Records from a data collection:
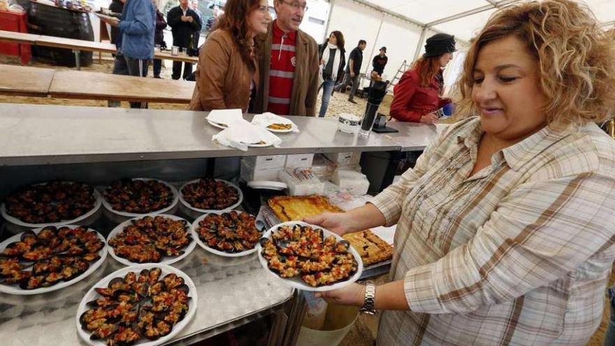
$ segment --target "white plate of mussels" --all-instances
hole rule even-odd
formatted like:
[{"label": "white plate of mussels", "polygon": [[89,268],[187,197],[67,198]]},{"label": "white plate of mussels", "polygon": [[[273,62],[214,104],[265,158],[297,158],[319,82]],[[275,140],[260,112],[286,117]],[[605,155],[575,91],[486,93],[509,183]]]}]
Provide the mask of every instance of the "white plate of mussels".
[{"label": "white plate of mussels", "polygon": [[188,325],[197,300],[194,283],[179,269],[159,264],[123,268],[96,282],[81,300],[77,331],[92,346],[162,345]]},{"label": "white plate of mussels", "polygon": [[[292,229],[289,236],[276,239],[274,233],[280,233],[287,226]],[[314,230],[312,234],[315,236],[302,238],[305,236],[302,233],[307,229]],[[305,250],[308,252],[301,252],[300,249],[304,248],[299,244],[318,242],[328,247],[319,254],[314,254],[316,247],[313,246]],[[327,245],[327,242],[331,243]],[[273,252],[268,252],[268,247]],[[265,271],[286,284],[303,291],[338,289],[359,280],[363,272],[361,255],[347,240],[326,229],[300,221],[282,222],[269,229],[256,245],[256,252]],[[333,258],[326,259],[328,254]],[[274,257],[277,261],[272,260]]]},{"label": "white plate of mussels", "polygon": [[[96,251],[92,254],[84,253],[83,254],[69,255],[68,250],[65,251],[59,251],[59,247],[62,245],[58,244],[57,246],[50,245],[49,247],[51,253],[47,253],[47,254],[45,254],[45,253],[43,253],[44,252],[39,251],[43,247],[41,244],[41,246],[36,247],[37,249],[33,248],[31,249],[31,252],[25,253],[28,254],[24,254],[24,255],[20,256],[6,255],[6,251],[8,251],[8,250],[12,247],[22,246],[23,242],[29,241],[28,238],[31,239],[31,241],[35,242],[34,244],[38,244],[40,241],[36,240],[43,230],[45,230],[44,233],[48,233],[48,236],[44,236],[44,237],[45,238],[51,239],[52,238],[59,238],[57,232],[65,229],[66,228],[75,229],[79,227],[86,229],[87,232],[92,233],[92,234],[95,233],[96,238],[102,243],[102,247],[100,247],[98,251]],[[80,246],[83,247],[82,245]],[[45,245],[45,247],[46,247],[48,245]],[[99,247],[100,247],[100,243],[99,243]],[[36,252],[38,252],[39,253],[37,254],[36,253]],[[35,259],[30,255],[36,256],[36,258]],[[24,258],[24,257],[27,258]],[[84,260],[87,262],[87,268],[85,268],[85,266],[84,266],[83,268],[80,268],[81,265],[80,264],[78,266],[76,263],[71,264],[58,262],[57,264],[53,265],[50,263],[50,259],[52,257],[60,258],[64,261],[68,257],[78,257],[84,259]],[[85,257],[87,257],[87,258],[86,259]],[[105,261],[106,257],[107,249],[105,238],[99,233],[96,231],[96,230],[85,226],[73,224],[66,224],[59,227],[48,226],[26,231],[20,234],[15,235],[0,243],[0,292],[8,294],[28,296],[52,292],[53,291],[62,289],[78,282],[94,273],[94,271],[100,267],[103,262]],[[15,264],[15,261],[17,264]],[[43,265],[45,268],[43,268]],[[3,275],[3,271],[6,271],[6,273],[8,273],[10,271],[9,266],[13,266],[14,268],[16,268],[17,266],[19,266],[20,271],[29,272],[28,276],[40,277],[41,277],[41,280],[39,281],[43,281],[43,282],[40,284],[36,284],[36,286],[29,287],[28,285],[32,284],[32,283],[29,282],[30,279],[24,277],[24,280],[27,280],[28,281],[24,282],[24,280],[20,280],[19,282],[12,284],[7,283],[6,279],[9,278],[9,276]],[[52,266],[59,266],[59,267],[57,270],[52,270],[51,267]],[[35,269],[35,266],[36,267],[36,271],[33,272],[32,271]],[[66,269],[65,267],[67,266],[71,267],[73,269]],[[80,268],[78,268],[78,266]],[[65,270],[69,271],[72,273],[70,277],[66,277],[66,275],[68,274],[66,274],[67,272],[65,271]],[[40,273],[40,275],[32,275],[32,273],[37,272]],[[48,280],[52,279],[50,277],[50,275],[55,275],[55,277],[53,278],[52,280]]]}]

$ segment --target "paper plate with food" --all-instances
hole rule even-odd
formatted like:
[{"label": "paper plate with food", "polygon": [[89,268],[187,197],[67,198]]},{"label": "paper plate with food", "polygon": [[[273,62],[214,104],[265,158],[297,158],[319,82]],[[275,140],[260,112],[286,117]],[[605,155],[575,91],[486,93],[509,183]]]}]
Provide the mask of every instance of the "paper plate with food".
[{"label": "paper plate with food", "polygon": [[256,252],[267,273],[304,291],[338,289],[359,280],[363,271],[361,256],[347,240],[302,222],[270,228]]},{"label": "paper plate with food", "polygon": [[271,132],[287,133],[299,131],[297,125],[292,120],[270,112],[254,115],[252,123],[257,127],[264,127]]}]

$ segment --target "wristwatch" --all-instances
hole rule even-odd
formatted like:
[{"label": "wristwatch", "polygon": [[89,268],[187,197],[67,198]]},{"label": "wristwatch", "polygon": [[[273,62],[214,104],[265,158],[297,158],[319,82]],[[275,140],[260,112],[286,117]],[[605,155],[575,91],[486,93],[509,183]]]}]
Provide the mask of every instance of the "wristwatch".
[{"label": "wristwatch", "polygon": [[368,281],[366,283],[366,296],[363,306],[359,310],[364,314],[375,315],[376,311],[376,285]]}]

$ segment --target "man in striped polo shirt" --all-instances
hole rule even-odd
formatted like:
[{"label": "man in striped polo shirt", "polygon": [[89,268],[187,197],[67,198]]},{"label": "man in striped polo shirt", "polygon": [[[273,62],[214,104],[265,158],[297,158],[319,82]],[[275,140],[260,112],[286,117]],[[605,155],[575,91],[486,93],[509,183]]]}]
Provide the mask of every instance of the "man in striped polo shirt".
[{"label": "man in striped polo shirt", "polygon": [[316,115],[318,45],[299,29],[306,0],[275,0],[277,18],[259,38],[260,85],[251,110],[280,115]]}]

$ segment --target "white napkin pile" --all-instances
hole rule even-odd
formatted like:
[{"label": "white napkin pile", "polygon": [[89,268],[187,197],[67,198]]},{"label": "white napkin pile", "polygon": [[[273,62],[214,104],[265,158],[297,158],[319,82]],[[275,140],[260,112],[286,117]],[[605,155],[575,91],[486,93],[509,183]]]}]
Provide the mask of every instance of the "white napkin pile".
[{"label": "white napkin pile", "polygon": [[297,125],[296,125],[292,120],[280,117],[280,115],[277,115],[270,112],[266,112],[263,114],[257,114],[254,115],[254,117],[252,118],[252,124],[263,128],[266,128],[268,126],[273,124],[291,124],[292,125],[291,131],[299,131],[299,128],[297,127]]},{"label": "white napkin pile", "polygon": [[282,143],[278,136],[243,120],[229,123],[229,127],[214,135],[212,140],[243,151],[247,151],[250,145],[258,145],[261,141],[265,146],[279,147]]},{"label": "white napkin pile", "polygon": [[205,117],[211,122],[215,122],[229,127],[231,124],[243,121],[241,110],[237,109],[215,109],[209,113]]}]

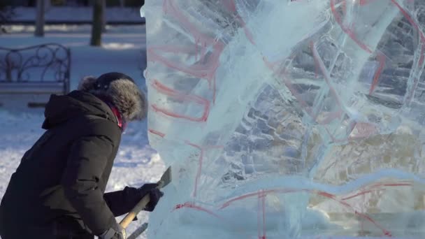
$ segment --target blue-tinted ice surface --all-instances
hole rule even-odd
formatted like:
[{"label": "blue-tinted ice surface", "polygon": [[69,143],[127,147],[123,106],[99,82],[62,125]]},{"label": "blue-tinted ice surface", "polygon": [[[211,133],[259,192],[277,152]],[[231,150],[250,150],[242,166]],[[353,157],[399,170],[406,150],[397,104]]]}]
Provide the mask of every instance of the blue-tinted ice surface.
[{"label": "blue-tinted ice surface", "polygon": [[425,238],[424,1],[145,4],[149,238]]}]

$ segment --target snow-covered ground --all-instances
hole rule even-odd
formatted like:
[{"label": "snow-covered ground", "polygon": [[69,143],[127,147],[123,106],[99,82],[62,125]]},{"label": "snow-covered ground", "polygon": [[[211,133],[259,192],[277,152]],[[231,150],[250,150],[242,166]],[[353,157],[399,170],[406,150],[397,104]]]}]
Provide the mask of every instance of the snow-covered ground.
[{"label": "snow-covered ground", "polygon": [[[34,37],[31,27],[11,26],[9,30],[10,34],[0,35],[0,45],[3,47],[57,43],[71,48],[71,90],[75,89],[82,77],[108,71],[125,73],[144,88],[141,72],[145,67],[145,57],[142,53],[145,50],[144,26],[109,27],[103,36],[102,48],[88,45],[90,27],[87,25],[48,26],[44,38]],[[41,126],[43,119],[42,109],[15,113],[0,110],[0,199],[22,156],[43,133]],[[106,190],[156,182],[164,170],[159,155],[148,145],[146,121],[130,123],[122,137]],[[138,221],[129,226],[127,233],[147,222],[147,217],[148,213],[141,212]],[[145,236],[140,238],[145,238]]]},{"label": "snow-covered ground", "polygon": [[[84,6],[48,6],[45,13],[45,20],[50,22],[91,22],[93,8]],[[17,7],[12,22],[32,22],[36,19],[36,8]],[[106,20],[115,23],[144,23],[138,8],[108,7],[105,10]]]}]

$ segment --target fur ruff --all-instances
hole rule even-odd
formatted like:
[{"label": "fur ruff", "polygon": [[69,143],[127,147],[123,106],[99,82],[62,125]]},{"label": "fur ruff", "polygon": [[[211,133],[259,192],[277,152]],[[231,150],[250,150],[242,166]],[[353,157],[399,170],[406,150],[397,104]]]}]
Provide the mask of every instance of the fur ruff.
[{"label": "fur ruff", "polygon": [[111,82],[106,89],[96,89],[96,78],[85,77],[78,84],[78,89],[108,99],[126,120],[141,120],[146,117],[146,97],[133,81],[117,79]]}]

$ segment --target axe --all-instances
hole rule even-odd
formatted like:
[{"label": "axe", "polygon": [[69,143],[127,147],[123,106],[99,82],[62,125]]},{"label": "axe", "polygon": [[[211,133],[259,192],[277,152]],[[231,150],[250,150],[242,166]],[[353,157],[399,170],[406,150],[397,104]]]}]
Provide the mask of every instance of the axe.
[{"label": "axe", "polygon": [[[170,182],[171,182],[171,166],[165,171],[165,173],[164,173],[164,174],[161,177],[161,180],[159,180],[159,182],[158,182],[158,186],[157,187],[157,188],[161,189],[164,186],[169,184]],[[137,216],[138,212],[140,212],[140,211],[141,211],[142,210],[145,209],[145,207],[146,207],[146,205],[149,203],[150,201],[150,197],[149,196],[149,194],[145,195],[145,196],[143,196],[143,198],[136,205],[136,206],[133,208],[130,212],[129,212],[125,216],[125,217],[121,221],[121,222],[120,222],[120,225],[121,225],[122,228],[126,229],[129,226],[130,222],[133,221],[134,217]]]}]

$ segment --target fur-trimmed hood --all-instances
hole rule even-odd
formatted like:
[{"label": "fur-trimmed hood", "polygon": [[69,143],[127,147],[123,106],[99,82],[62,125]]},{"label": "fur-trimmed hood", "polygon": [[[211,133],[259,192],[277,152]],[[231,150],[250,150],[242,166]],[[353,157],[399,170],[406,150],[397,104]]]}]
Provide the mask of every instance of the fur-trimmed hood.
[{"label": "fur-trimmed hood", "polygon": [[127,75],[112,72],[97,78],[87,76],[81,80],[78,89],[110,101],[127,121],[146,117],[146,96],[133,79]]}]

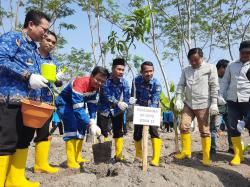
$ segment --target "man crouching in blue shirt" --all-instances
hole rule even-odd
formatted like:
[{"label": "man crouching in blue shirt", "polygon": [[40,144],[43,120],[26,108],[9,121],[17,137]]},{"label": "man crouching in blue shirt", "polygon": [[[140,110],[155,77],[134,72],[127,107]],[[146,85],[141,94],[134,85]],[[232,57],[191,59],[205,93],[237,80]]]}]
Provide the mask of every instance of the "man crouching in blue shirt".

▸ **Set task**:
Show every line of the rows above that contains the word "crouching", treating uppercase and lowercase letters as different.

▸ **Answer for the task**:
$ segment --target "man crouching in blue shirt" --all-instances
[{"label": "man crouching in blue shirt", "polygon": [[40,144],[43,120],[26,108],[9,121],[17,137]]},{"label": "man crouching in blue shirt", "polygon": [[[140,110],[155,77],[134,72],[127,107]],[[146,85],[141,94],[134,85]],[[232,57],[191,59],[205,93],[237,80]]]}]
Provide the mask of every instance of the "man crouching in blue shirt".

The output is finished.